**PAGE EXTRACT**
==*==
The work of a federal agency to find projects to repair flood damage in north-central Montana is wrapping up, with local officials saying the real work is getting started in earnest.
“Hopefully we will be getting some major repairs made shortly and things will be getting back to normal,” Joe Parenteau, Hill County Disaster and Emergency Services coordinator, said this morning.
The Federal Emergency Management Agency has been in the area since mid-June, after a heavy rain starting June 15 created significant flooding on Rocky Boy’s Indian Reservation and in Hill and Chouteau counties off the reservation.
President Barack Obama declared the region a federal disaster area in July, leading to FEMA working with the local governments to assign projects and federal funding to emergency repairs already made and to repair projects declared by the governments.
Neal Rosette Sr., a disaster incident administrator for Rocky Boy, said this morning that 95 percent of the FEMA workers have pulled out of the reservation, with just a few in the planning department still there. Those workers will be leaving Oct. 8, he said.
==*==
(Collected data entries)
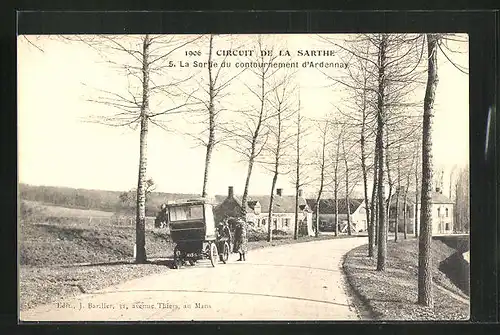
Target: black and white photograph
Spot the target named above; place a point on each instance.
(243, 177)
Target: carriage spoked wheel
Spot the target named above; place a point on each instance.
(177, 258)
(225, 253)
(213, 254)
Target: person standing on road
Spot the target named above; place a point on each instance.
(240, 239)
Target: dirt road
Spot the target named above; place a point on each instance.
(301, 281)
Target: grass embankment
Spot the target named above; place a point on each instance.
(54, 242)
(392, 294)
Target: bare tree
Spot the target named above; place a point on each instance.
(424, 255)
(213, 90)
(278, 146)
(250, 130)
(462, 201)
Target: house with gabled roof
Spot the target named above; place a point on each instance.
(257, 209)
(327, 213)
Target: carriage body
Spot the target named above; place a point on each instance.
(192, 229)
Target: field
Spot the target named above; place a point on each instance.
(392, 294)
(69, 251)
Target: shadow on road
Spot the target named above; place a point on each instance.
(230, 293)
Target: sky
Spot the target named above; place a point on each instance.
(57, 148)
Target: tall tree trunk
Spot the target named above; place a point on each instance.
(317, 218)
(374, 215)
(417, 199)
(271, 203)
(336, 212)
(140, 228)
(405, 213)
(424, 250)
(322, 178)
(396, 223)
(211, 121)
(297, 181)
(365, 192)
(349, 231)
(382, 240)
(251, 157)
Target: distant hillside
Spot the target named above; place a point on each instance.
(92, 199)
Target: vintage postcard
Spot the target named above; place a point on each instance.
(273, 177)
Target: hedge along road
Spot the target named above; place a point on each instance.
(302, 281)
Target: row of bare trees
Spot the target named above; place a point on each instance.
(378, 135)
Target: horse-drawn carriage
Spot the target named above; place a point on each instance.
==*==
Copy the flood recovery article between "The work of" and "started in earnest.", inclusive, changing "federal agency" to "FEMA team".

The work of a FEMA team to find projects to repair flood damage in north-central Montana is wrapping up, with local officials saying the real work is getting started in earnest.